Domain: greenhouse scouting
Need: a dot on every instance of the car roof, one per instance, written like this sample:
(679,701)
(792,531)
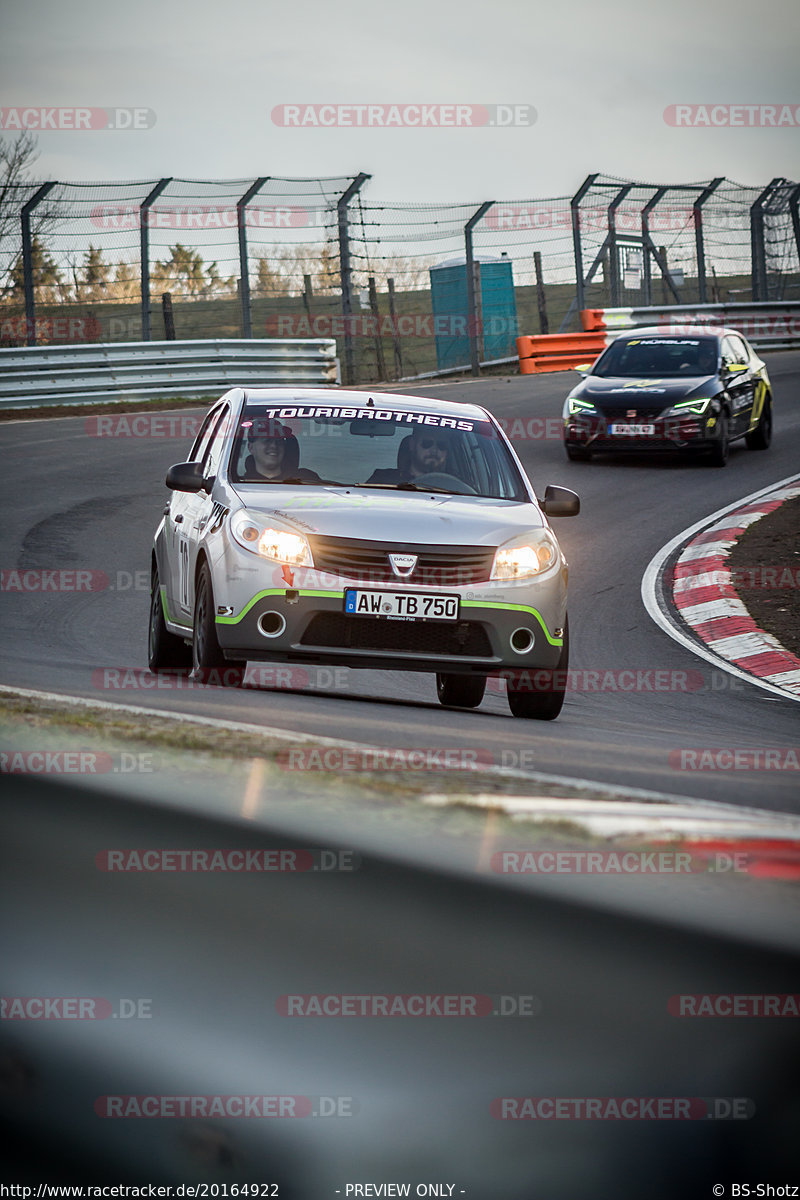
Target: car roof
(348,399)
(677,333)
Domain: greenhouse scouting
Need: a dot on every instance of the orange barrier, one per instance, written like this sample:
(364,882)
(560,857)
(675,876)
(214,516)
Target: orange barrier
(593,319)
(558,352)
^^^^^^^^^^^^^^^^
You are asked to output the records precisely as they appear, minus any pictures.

Domain: greenhouse scouting
Need: a dot on every instance of the car roof, one per instance, written like this sample:
(679,701)
(792,531)
Target: car roof
(348,399)
(677,333)
Domain: greenhouse scouting
Need: a dot on every instance of the orange barrier, one per instance, written like this sample:
(364,882)
(560,857)
(675,876)
(214,516)
Target: orange barrier
(593,319)
(558,352)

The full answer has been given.